■ **Raw data**:
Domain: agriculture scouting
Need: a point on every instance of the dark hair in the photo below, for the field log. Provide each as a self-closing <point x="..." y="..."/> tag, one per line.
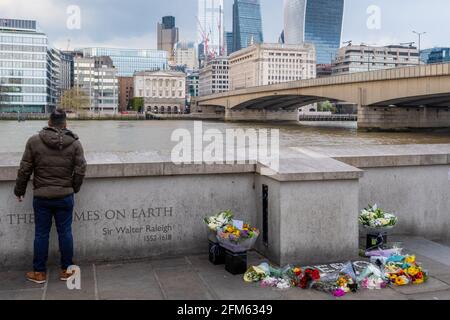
<point x="58" y="118"/>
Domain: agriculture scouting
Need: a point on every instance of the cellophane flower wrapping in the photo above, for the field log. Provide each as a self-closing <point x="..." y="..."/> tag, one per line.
<point x="376" y="219"/>
<point x="237" y="245"/>
<point x="256" y="274"/>
<point x="216" y="222"/>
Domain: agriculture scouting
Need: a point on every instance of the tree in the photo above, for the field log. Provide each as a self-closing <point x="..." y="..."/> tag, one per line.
<point x="137" y="104"/>
<point x="75" y="100"/>
<point x="326" y="106"/>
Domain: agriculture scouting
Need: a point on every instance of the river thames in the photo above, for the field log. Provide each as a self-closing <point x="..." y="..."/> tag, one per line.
<point x="155" y="136"/>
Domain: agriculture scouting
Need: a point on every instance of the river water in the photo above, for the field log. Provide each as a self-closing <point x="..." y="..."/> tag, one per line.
<point x="155" y="136"/>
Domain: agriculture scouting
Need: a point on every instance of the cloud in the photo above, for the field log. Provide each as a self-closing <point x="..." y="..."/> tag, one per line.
<point x="133" y="22"/>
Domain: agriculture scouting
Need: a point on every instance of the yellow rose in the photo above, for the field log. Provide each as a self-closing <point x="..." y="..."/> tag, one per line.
<point x="410" y="259"/>
<point x="412" y="271"/>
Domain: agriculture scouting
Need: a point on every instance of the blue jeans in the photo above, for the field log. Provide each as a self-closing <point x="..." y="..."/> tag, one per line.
<point x="44" y="211"/>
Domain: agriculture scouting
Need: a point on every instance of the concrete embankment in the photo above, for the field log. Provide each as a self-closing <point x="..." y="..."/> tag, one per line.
<point x="132" y="206"/>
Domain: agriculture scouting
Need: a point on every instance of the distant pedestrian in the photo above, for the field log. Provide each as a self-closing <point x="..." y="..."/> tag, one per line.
<point x="55" y="157"/>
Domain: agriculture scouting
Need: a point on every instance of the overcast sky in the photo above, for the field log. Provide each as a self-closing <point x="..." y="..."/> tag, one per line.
<point x="132" y="23"/>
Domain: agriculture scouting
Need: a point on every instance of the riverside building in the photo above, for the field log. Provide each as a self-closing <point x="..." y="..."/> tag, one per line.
<point x="29" y="68"/>
<point x="265" y="64"/>
<point x="214" y="77"/>
<point x="129" y="61"/>
<point x="167" y="36"/>
<point x="361" y="58"/>
<point x="163" y="91"/>
<point x="186" y="55"/>
<point x="315" y="21"/>
<point x="97" y="77"/>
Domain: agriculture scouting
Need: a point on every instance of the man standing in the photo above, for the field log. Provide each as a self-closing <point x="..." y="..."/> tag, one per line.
<point x="55" y="157"/>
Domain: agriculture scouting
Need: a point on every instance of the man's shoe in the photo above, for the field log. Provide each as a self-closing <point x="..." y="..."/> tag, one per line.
<point x="64" y="276"/>
<point x="37" y="277"/>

■ **Description of the task**: Every record must be set down again exactly; pictures do not belong in the copy.

■ **Your solution**:
Domain: agriculture scouting
Need: a point on every instance of the dark hair in the photo below, for the field log. Provide each as a self-closing <point x="..." y="..."/> tag, one per line.
<point x="58" y="118"/>
Domain: agriculture scouting
Need: a point on every instance of the cellophane flower wrapping in the photo above, for the field log. Provide each as a self-closing <point x="..." y="..."/> tag, one per line.
<point x="376" y="219"/>
<point x="237" y="245"/>
<point x="256" y="274"/>
<point x="216" y="222"/>
Domain: agriculture scouting
Need: a point on every instance of the tree in the photo above, for the field log. Provide each as a self-closing <point x="..." y="..."/> tag, one per line.
<point x="137" y="104"/>
<point x="75" y="100"/>
<point x="326" y="106"/>
Domain: agriculture scouting
Need: a point on every instance of the river thames in the photo above, for the field log. Provide each as a self-closing <point x="..." y="..."/> tag, one per line.
<point x="155" y="136"/>
Domain: agriculture scouting
Need: a point on every instance of the river water in the photo above, for the field log. Provide each as a self-closing <point x="..." y="..."/> tag, one per line.
<point x="155" y="136"/>
Domain: agriculture scouting
Need: a point on every instance of the cloud in the photo above, for the field log. Provide each as a self-closing <point x="..." y="..."/> tag, one per line.
<point x="133" y="22"/>
Domain: agriculture scouting
Need: a point on every instance of the yellow rose in the photo above, for the field log. Provide each as a self-closing <point x="..." y="..."/> tag, one per line.
<point x="410" y="259"/>
<point x="412" y="271"/>
Domain: agriculture scouting
Need: a point on every instance of the blue jeans in the photo above, for the field log. Provide each as a self-closing <point x="..." y="..."/> tag, one per line.
<point x="44" y="211"/>
Domain: agriculture scouting
Need: a point on every instance of the concrete embankment in the photo above, for the field log. Provide each as a self-closing <point x="..." y="..."/> tag, one per line.
<point x="132" y="206"/>
Domain: agriculture scouting
Need: a point on every instance of the distant pedestrian in the photo above, for the field log. Provide each as a self-closing <point x="..." y="..."/> tag, one per line.
<point x="55" y="157"/>
Domain: agriculture scouting
Need: a point on every instance of the overcast sky in the photo above, for the field log. Provide each as a self-closing <point x="..." y="..."/> tag, one per line.
<point x="132" y="23"/>
Domain: agriculture scouting
Need: a point on every instance of the riverside building in the photo above, for the field log. Provide each as a self-closing <point x="..." y="..."/> tag, one per line.
<point x="29" y="68"/>
<point x="265" y="64"/>
<point x="214" y="77"/>
<point x="129" y="61"/>
<point x="167" y="36"/>
<point x="361" y="58"/>
<point x="163" y="91"/>
<point x="186" y="55"/>
<point x="315" y="21"/>
<point x="97" y="77"/>
Domain: agriculture scouting
Need: a point on every instance of the man standing in the photo above, for the field log. Provide each as a self-closing <point x="..." y="..."/> tag, one per line.
<point x="55" y="157"/>
Domain: agriculture scouting
Need: a point on every instance of the man's shoe in the photo above, for the field log. Provide each as a self-closing <point x="..." y="..."/> tag, one per line.
<point x="64" y="276"/>
<point x="37" y="277"/>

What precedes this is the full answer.